- **EXERCISE TASK A**
In the email about release stability, transcribe the passage that begins at the words "I like the idea" and stops after "a beta release.".
- **EXERCISE TASK B**
In the email about release stability, what kind of release could be shipped at the end of Tri 2?

======== EXCERPT ========

On Mon, Jun 17, 2013 at 09:36:29AM -0400, C. Michael Pilato wrote:
> On 06/13/2013 10:30 PM, Greg Stein wrote:
> > Fair enough. But I think you're talking about Step Two. There is more
> > work on what "stable" means, what time schedules to use, etc. That's
> > Step One.
> 
> In private mail, you also asked for tighter definition of the various
> trimesters of stability (which is an interesting choice of terminology in my
> own personal life right now, but I digress...).  Here's my thinking:
> 
> Tri 1:  Trunk builds and passes tests, but may have crazy new,
> sweeping-change types of features on it.  We've tried to be
> forward-thinking, but who knows if these are the APIs/protocols/etc. that
> we'll wind up with in the release.  At the end of this period, we might say
> we're merely "build stable".  We could ship an alpha at the end of this
> period to get the crazy new features into the public's hands for user
> acceptance testing.
> 

I like the idea of sprinkling alpha/beta releases along the way.

> Tri 2:  Trunk builds and passes tests, and the crazy stuff is still getting
> hammered into release-worthiness, but we're not allowing any more crazy
> stuff in.  Smallish features and enhancements are fine, but nothing like a
> WC-NG or Ev2 or FS-NG or....  At the end of this period, we would say we're
> "feature stable", and could ship a beta release.

======== STORED DATA ========

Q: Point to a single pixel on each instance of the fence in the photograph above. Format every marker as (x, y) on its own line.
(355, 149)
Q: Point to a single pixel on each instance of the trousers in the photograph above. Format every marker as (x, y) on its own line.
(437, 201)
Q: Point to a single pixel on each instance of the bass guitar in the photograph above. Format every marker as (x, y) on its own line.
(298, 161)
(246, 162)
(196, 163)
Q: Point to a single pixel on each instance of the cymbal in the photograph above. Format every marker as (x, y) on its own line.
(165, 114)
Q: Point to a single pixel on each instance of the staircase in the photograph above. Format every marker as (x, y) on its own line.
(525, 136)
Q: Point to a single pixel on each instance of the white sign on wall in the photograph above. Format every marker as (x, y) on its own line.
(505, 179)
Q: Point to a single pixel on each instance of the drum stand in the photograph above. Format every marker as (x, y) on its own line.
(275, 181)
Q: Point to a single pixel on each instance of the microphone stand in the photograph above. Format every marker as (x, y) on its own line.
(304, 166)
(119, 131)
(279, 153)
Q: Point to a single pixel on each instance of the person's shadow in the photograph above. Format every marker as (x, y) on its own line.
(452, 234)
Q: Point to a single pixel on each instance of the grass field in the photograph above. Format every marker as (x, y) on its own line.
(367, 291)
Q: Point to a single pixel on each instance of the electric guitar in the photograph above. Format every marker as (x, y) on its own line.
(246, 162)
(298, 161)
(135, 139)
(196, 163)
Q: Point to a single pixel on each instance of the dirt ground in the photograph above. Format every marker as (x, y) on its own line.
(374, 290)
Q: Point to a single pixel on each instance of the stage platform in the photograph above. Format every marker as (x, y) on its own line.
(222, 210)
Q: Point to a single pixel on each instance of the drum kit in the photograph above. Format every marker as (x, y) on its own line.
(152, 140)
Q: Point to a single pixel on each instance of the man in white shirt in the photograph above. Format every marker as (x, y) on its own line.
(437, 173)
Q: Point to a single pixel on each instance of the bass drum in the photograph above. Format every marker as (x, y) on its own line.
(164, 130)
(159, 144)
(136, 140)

========

- **COMPLETE OUTPUT A**
I like the idea of sprinkling alpha/beta releases along the way.

> Tri 2:  Trunk builds and passes tests, and the crazy stuff is still getting
> hammered into release-worthiness, but we're not allowing any more crazy
> stuff in.  Smallish features and enhancements are fine, but nothing like a
> WC-NG or Ev2 or FS-NG or....  At the end of this period, we would say we're
> "feature stable", and could ship a beta release.

- **COMPLETE OUTPUT B**
A beta release.